[Excerpts from a dataset]

--- START ---

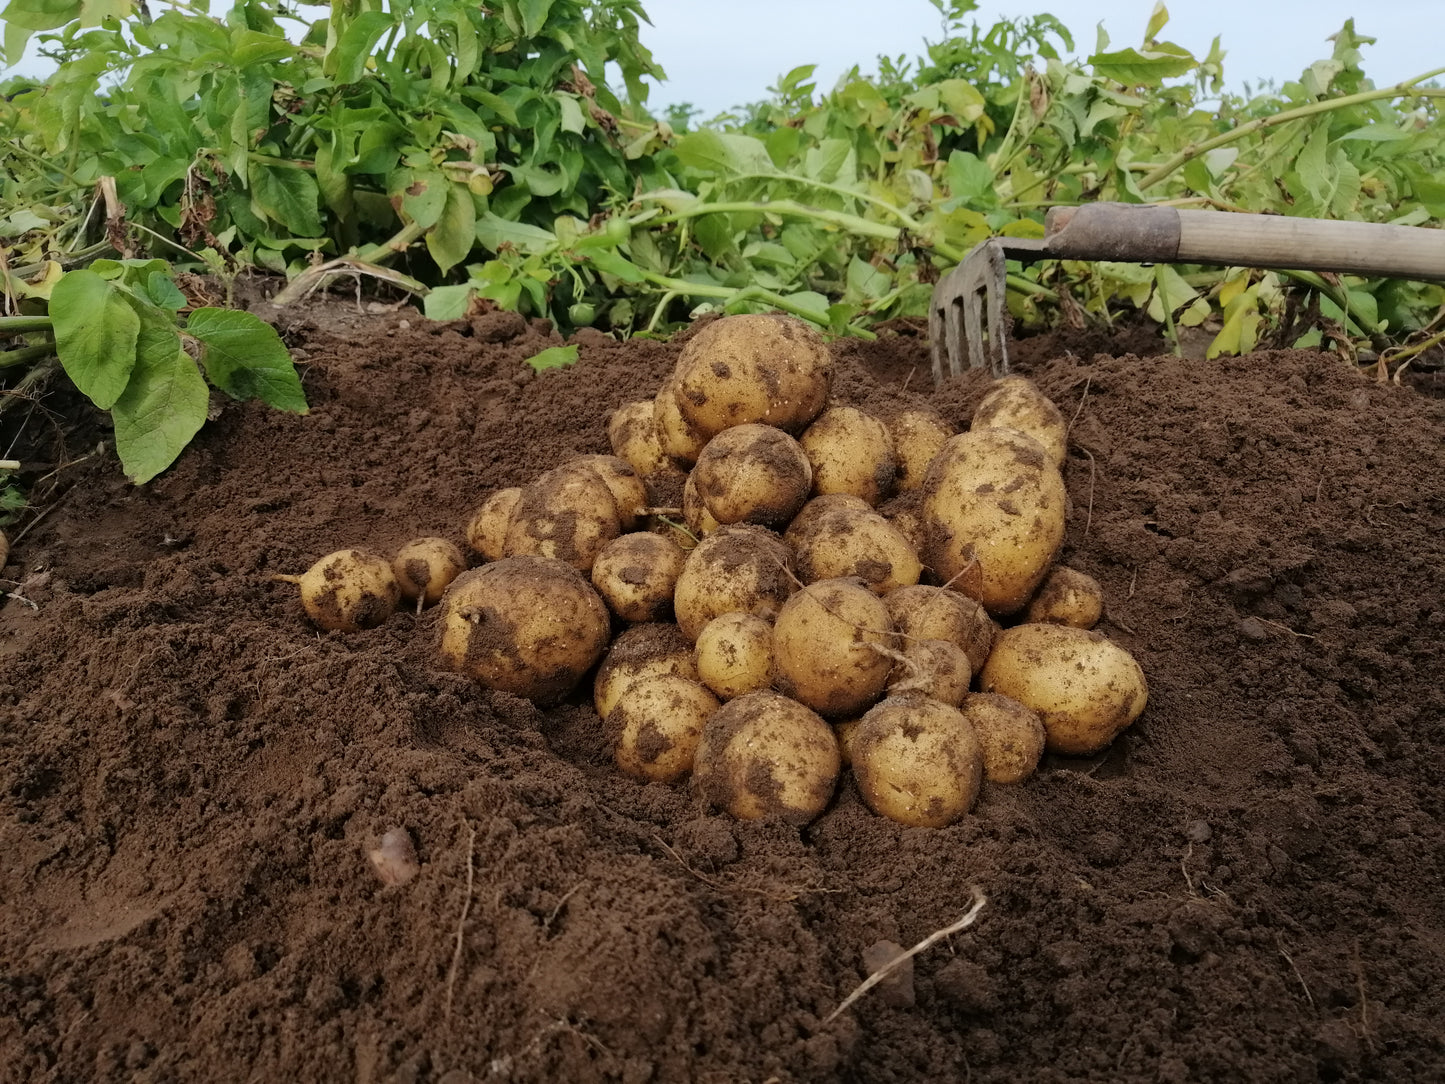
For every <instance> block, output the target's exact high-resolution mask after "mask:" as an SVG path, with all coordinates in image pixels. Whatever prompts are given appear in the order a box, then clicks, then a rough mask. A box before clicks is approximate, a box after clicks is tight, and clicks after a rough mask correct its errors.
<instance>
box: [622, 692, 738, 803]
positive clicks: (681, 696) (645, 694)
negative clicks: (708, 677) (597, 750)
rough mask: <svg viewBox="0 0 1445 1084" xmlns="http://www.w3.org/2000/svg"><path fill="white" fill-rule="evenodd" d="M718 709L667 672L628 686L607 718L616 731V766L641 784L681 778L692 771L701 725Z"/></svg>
mask: <svg viewBox="0 0 1445 1084" xmlns="http://www.w3.org/2000/svg"><path fill="white" fill-rule="evenodd" d="M718 707H720V704H718V698H717V697H714V695H712V694H711V692H708V691H707V689H705V688H702V687H701V685H699V684H698V682H695V681H688V679H686V678H679V676H676V675H672V674H663V675H656V676H650V678H642V679H639V681H634V682H631V685H629V687H627V688H626V689H624V691H623V694H621V697H618V698H617V704H616V705H614V707H613V711H611V715H608V720H607V721H608V723H610V724H611V726H614V727H616V733H617V741H616V744H614V747H613V757H614V759H616V762H617V766H618V767H620V769H621V770H623V772H626V773H627V775H630V776H633V778H634V779H642V780H646V782H655V783H670V782H675V780H678V779H681V778H682V776H685V775H686V773H688V772H691V770H692V760H694V756H695V754H696V750H698V741H699V740H701V739H702V727H704V726H705V724H707V721H708V717H709V715H711V714H712V713H714V711H717V710H718Z"/></svg>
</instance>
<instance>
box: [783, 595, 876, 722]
mask: <svg viewBox="0 0 1445 1084" xmlns="http://www.w3.org/2000/svg"><path fill="white" fill-rule="evenodd" d="M893 642H894V635H893V621H892V619H890V617H889V610H887V607H886V606H884V604H883V601H881V600H880V598H879V597H877V595H876V594H873V591H870V590H868V588H867V587H864V585H863V584H861V582H860V581H857V580H821V581H819V582H816V584H809V585H808V587H805V588H802V590H801V591H798V594H795V595H793V597H792V598H789V600H788V601H786V603H783V608H782V610H779V611H777V620H776V621H775V623H773V684H775V685H776V688H777V689H779V691H780V692H783V694H786V695H789V697H792V698H793V700H796V701H798V702H799V704H805V705H806V707H809V708H812V710H814V711H818V713H821V714H824V715H853V714H858V713H861V711H863V710H864V708H866V707H867V705H868V704H871V702H873V701H876V700H877V698H879V695H881V692H883V685H884V684H886V682H887V679H889V671H890V669H892V668H893V659H892V658H890V656H892V653H893ZM880 648H881V649H883V650H877V649H880Z"/></svg>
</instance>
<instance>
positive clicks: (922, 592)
mask: <svg viewBox="0 0 1445 1084" xmlns="http://www.w3.org/2000/svg"><path fill="white" fill-rule="evenodd" d="M883 604H884V606H887V607H889V617H892V619H893V626H894V627H896V629H897V632H899V639H900V640H903V642H905V643H910V642H915V640H949V642H951V643H957V645H958V646H959V648H962V649H964V653H965V655H967V656H968V666H970V669H971V671H972V672H974V674H977V672H978V671H981V669H983V668H984V662H985V661H987V659H988V652H991V650H993V642H994V636H996V635H997V633H998V626H997V624H994V620H993V619H991V617H990V616H988V611H987V610H984V607H983V606H981V604H978V603H975V601H974V600H972V598H970V597H968V595H962V594H958V591H952V590H948V588H945V587H929V585H928V584H919V585H918V587H900V588H899V590H897V591H889V593H887V594H886V595H883Z"/></svg>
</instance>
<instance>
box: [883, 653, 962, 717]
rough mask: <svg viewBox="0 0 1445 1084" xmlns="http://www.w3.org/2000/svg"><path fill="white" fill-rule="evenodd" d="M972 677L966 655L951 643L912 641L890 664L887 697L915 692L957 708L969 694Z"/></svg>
mask: <svg viewBox="0 0 1445 1084" xmlns="http://www.w3.org/2000/svg"><path fill="white" fill-rule="evenodd" d="M972 676H974V672H972V668H971V666H970V665H968V656H967V655H965V653H964V649H962V648H959V646H958V645H957V643H954V642H952V640H912V642H909V643H906V645H905V646H903V652H902V658H900V659H899V661H897V662H894V663H893V672H892V674H890V675H889V684H887V692H889V695H890V697H902V695H906V694H909V692H918V694H919V695H923V697H929V698H931V700H936V701H942V702H944V704H948V705H949V707H955V708H957V707H958V705H959V704H962V701H964V697H965V695H968V682H970V681H972Z"/></svg>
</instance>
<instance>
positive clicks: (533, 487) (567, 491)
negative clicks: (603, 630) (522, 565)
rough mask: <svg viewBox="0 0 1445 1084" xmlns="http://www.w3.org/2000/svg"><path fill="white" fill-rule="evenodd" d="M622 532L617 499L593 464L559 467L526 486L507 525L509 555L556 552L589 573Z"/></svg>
mask: <svg viewBox="0 0 1445 1084" xmlns="http://www.w3.org/2000/svg"><path fill="white" fill-rule="evenodd" d="M620 533H621V520H620V517H618V516H617V502H616V499H614V497H613V491H611V490H610V489H608V487H607V483H605V481H603V478H601V476H600V474H598V473H597V471H594V470H591V468H590V467H579V465H571V467H556V468H553V470H549V471H548V473H546V474H542V476H540V477H538V478H536V480H535V481H533V483H532V484H529V486H525V487H523V489H522V496H520V497H519V499H517V506H516V509H514V510H513V512H512V522H510V523H509V525H507V541H506V545H504V546H503V552H504V554H506V556H551V558H556V559H558V561H565V562H566V564H569V565H571V567H572V568H575V569H577V571H579V572H588V571H591V568H592V562H594V561H595V559H597V555H598V554H600V552H603V546H605V545H607V543H608V542H611V541H613V539H614V538H617V536H618V535H620Z"/></svg>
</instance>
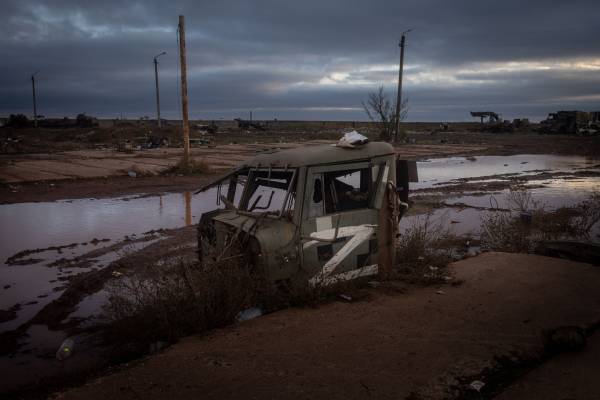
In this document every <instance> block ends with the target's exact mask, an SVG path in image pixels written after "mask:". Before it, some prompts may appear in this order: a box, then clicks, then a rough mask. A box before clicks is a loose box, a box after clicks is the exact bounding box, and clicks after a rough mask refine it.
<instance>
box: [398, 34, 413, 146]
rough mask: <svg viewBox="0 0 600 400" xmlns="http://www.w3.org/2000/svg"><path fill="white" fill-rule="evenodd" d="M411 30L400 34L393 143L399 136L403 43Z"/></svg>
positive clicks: (403, 60)
mask: <svg viewBox="0 0 600 400" xmlns="http://www.w3.org/2000/svg"><path fill="white" fill-rule="evenodd" d="M411 30H412V29H409V30H407V31H404V32H402V38H401V39H400V65H399V66H398V96H397V97H396V131H395V133H394V142H396V143H397V142H398V135H399V134H400V112H401V110H402V72H403V70H404V42H405V38H406V34H407V33H408V32H410V31H411Z"/></svg>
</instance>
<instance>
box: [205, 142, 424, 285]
mask: <svg viewBox="0 0 600 400" xmlns="http://www.w3.org/2000/svg"><path fill="white" fill-rule="evenodd" d="M397 170H398V172H397ZM415 180H416V166H415V164H414V162H407V161H403V160H398V159H397V157H396V154H395V152H394V148H393V147H392V146H391V145H390V144H388V143H383V142H370V143H366V144H364V145H361V146H357V147H355V148H345V147H338V146H335V145H317V146H306V147H300V148H295V149H288V150H280V151H272V152H265V153H261V154H258V155H257V156H256V157H255V158H254V159H252V160H250V161H249V162H247V163H244V164H243V165H241V166H240V167H238V168H236V169H235V170H233V171H232V172H230V173H229V174H227V175H225V176H223V177H221V178H220V179H217V180H216V181H214V182H213V183H211V184H210V185H207V186H205V187H204V188H203V189H201V191H202V190H208V189H210V188H215V187H216V195H217V202H218V203H219V205H220V206H221V208H219V209H216V210H214V211H211V212H208V213H205V214H203V215H202V217H201V219H200V222H199V224H198V256H199V258H200V260H201V261H202V262H218V261H221V260H224V259H230V258H231V257H244V259H245V260H247V262H248V265H249V268H250V267H251V268H257V269H259V270H260V271H261V273H263V274H264V276H265V277H266V278H267V279H269V280H271V281H274V282H278V281H299V280H301V281H308V282H309V283H310V284H311V285H329V284H333V283H336V282H338V281H341V280H349V279H354V278H357V277H360V276H369V275H375V274H377V273H385V271H387V270H389V269H390V268H391V266H392V265H393V264H394V254H395V251H394V242H395V238H396V235H397V231H398V222H399V220H400V218H401V217H402V214H403V212H404V211H405V209H406V208H407V207H408V206H407V204H406V196H407V193H408V182H409V181H415ZM402 199H404V200H405V201H402Z"/></svg>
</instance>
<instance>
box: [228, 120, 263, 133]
mask: <svg viewBox="0 0 600 400" xmlns="http://www.w3.org/2000/svg"><path fill="white" fill-rule="evenodd" d="M234 121H237V123H238V128H240V129H246V130H248V129H250V128H254V129H256V130H259V131H264V130H265V127H264V126H263V125H261V124H259V123H256V122H252V121H246V120H244V119H241V118H235V119H234Z"/></svg>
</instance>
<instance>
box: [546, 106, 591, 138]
mask: <svg viewBox="0 0 600 400" xmlns="http://www.w3.org/2000/svg"><path fill="white" fill-rule="evenodd" d="M540 133H544V134H550V135H552V134H554V135H557V134H563V135H597V134H598V133H600V112H585V111H558V112H555V113H550V114H548V118H546V119H545V120H543V121H541V122H540Z"/></svg>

--- END ---

Please state how many lines in the records contain the word "negative", and give only that number.

*Your response*
2